Task statement: Each line in the records that mentions the word "garnish" needs to be listed.

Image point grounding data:
────────────────
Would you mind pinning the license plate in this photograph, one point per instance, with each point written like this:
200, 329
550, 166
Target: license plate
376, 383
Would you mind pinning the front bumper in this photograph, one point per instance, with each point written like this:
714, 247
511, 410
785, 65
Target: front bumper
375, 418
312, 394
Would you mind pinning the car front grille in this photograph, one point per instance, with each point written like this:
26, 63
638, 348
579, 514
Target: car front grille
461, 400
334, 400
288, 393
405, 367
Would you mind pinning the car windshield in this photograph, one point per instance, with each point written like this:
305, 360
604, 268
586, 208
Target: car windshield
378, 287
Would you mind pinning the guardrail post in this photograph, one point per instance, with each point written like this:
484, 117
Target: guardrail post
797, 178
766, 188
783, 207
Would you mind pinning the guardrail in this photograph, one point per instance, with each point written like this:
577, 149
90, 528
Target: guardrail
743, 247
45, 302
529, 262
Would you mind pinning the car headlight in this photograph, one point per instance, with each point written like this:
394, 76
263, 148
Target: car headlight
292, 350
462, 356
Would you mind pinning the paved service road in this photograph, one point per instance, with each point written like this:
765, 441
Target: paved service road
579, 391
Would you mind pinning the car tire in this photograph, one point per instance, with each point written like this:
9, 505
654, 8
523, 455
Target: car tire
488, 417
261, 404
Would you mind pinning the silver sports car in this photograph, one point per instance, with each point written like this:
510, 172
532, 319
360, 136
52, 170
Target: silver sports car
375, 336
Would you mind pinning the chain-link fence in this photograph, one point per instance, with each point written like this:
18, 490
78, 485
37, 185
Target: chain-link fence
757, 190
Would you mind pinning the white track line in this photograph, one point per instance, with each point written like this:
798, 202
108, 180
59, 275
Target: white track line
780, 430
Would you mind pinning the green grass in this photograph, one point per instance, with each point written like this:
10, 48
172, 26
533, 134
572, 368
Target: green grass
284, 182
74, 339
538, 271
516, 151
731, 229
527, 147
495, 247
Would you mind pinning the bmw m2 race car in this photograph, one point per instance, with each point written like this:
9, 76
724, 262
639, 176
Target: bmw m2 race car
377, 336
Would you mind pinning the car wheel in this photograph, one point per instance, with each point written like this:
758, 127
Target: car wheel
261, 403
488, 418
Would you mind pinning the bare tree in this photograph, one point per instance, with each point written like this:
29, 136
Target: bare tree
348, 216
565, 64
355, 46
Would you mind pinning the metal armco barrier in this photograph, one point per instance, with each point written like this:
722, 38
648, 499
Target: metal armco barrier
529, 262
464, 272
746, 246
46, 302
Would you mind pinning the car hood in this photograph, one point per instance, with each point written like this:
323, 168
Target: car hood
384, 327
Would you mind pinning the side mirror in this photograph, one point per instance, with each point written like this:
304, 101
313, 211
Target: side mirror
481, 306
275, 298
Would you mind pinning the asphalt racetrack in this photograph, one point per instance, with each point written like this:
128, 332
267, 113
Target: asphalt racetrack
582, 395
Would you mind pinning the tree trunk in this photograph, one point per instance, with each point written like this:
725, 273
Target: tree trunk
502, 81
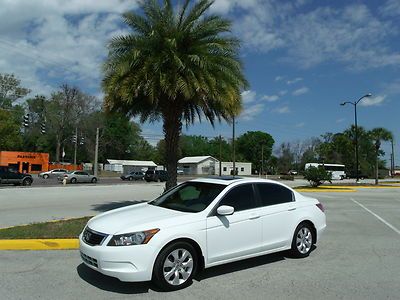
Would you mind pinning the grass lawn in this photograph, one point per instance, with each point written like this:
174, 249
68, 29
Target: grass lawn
70, 228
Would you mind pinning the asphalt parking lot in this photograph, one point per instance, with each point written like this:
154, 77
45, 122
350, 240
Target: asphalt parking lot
357, 258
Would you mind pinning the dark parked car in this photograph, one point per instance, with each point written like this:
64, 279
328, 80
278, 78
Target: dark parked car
133, 176
10, 176
156, 175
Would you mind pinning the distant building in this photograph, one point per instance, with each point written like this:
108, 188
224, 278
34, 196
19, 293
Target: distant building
198, 165
126, 166
242, 168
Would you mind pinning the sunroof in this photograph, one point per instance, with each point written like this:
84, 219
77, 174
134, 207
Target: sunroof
225, 177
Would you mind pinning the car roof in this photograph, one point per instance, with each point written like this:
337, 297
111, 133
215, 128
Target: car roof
227, 180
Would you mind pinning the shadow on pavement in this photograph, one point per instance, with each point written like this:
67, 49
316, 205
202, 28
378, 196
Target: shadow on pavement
111, 284
240, 265
112, 205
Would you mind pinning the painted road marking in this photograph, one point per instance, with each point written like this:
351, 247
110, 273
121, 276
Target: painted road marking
378, 217
39, 244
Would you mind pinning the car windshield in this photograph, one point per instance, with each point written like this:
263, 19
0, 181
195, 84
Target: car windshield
189, 196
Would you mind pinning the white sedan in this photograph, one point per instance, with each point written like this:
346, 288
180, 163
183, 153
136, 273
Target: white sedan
199, 224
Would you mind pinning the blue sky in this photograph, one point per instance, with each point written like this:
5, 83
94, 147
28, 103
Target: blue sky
301, 57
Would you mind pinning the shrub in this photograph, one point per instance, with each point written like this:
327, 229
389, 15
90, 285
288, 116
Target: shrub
317, 176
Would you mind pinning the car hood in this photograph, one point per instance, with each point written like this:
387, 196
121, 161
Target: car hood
135, 217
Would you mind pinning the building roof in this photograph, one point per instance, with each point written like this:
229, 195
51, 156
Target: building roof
194, 159
139, 163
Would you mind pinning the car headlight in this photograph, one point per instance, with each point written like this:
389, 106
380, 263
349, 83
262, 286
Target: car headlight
134, 238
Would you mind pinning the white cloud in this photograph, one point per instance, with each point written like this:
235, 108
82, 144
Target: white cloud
373, 101
390, 8
63, 41
283, 92
249, 113
352, 35
282, 110
297, 79
248, 96
271, 98
300, 91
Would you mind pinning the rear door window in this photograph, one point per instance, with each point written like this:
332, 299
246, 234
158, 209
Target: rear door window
240, 198
272, 194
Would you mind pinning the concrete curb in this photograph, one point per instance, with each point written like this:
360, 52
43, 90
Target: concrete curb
40, 244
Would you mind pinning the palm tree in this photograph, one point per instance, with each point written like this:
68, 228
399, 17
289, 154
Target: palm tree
174, 66
378, 135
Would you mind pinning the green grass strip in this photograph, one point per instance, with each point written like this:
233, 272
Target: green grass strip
69, 228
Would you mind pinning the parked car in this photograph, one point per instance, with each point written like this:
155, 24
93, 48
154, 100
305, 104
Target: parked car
156, 175
11, 176
53, 173
133, 176
199, 224
77, 176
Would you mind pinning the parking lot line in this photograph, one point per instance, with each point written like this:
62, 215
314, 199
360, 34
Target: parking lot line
378, 217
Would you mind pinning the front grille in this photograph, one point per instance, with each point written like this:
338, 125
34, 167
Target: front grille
89, 260
92, 237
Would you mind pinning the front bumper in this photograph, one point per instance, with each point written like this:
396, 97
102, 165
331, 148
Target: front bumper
127, 263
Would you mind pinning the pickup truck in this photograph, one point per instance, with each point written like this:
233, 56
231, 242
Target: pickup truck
9, 176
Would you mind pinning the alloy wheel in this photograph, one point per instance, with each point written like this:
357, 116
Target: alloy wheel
304, 240
178, 266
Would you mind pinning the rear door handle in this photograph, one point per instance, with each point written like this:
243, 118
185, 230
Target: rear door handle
253, 217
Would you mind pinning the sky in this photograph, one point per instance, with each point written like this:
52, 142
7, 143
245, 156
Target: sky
302, 58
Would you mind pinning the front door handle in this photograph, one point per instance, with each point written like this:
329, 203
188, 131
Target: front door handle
253, 217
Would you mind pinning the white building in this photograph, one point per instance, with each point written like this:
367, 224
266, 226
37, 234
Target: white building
126, 166
242, 168
198, 165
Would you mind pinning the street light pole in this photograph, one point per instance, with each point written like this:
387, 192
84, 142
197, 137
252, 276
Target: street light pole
356, 128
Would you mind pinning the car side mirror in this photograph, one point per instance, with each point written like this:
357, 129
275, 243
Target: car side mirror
225, 210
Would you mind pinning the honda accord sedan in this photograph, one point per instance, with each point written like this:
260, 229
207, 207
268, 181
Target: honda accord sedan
199, 224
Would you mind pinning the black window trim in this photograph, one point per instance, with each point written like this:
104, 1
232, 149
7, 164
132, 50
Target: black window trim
257, 192
257, 199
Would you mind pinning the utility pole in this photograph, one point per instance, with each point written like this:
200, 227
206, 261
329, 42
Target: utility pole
76, 144
220, 155
96, 153
262, 160
392, 161
233, 146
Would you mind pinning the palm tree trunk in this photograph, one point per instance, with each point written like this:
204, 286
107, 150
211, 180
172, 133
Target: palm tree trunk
376, 168
172, 129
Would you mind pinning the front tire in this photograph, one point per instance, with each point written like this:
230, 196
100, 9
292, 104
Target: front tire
303, 240
175, 266
27, 182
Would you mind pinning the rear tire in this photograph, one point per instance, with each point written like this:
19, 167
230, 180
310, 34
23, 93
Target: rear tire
27, 182
303, 240
175, 266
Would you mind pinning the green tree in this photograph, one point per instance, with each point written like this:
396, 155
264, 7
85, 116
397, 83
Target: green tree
174, 66
255, 145
11, 113
378, 135
10, 90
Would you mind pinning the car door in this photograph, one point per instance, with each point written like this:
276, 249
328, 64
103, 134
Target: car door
236, 235
277, 215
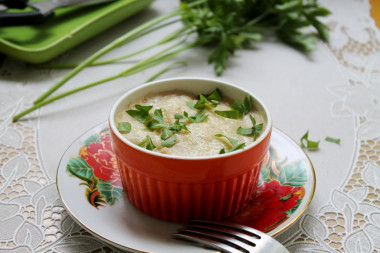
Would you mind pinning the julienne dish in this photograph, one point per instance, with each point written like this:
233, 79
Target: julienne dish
178, 188
90, 188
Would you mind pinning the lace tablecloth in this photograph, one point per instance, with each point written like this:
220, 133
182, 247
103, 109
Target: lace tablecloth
333, 91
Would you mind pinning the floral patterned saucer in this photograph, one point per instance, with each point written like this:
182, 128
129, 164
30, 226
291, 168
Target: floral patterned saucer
89, 186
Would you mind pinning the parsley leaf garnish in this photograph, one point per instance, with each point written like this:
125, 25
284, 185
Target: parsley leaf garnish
────────────────
Task answer:
Would you mind pinning the parsley leaf garnish in this photograph, one point per instance, with each point written like this:
Target: parsley leaf garnish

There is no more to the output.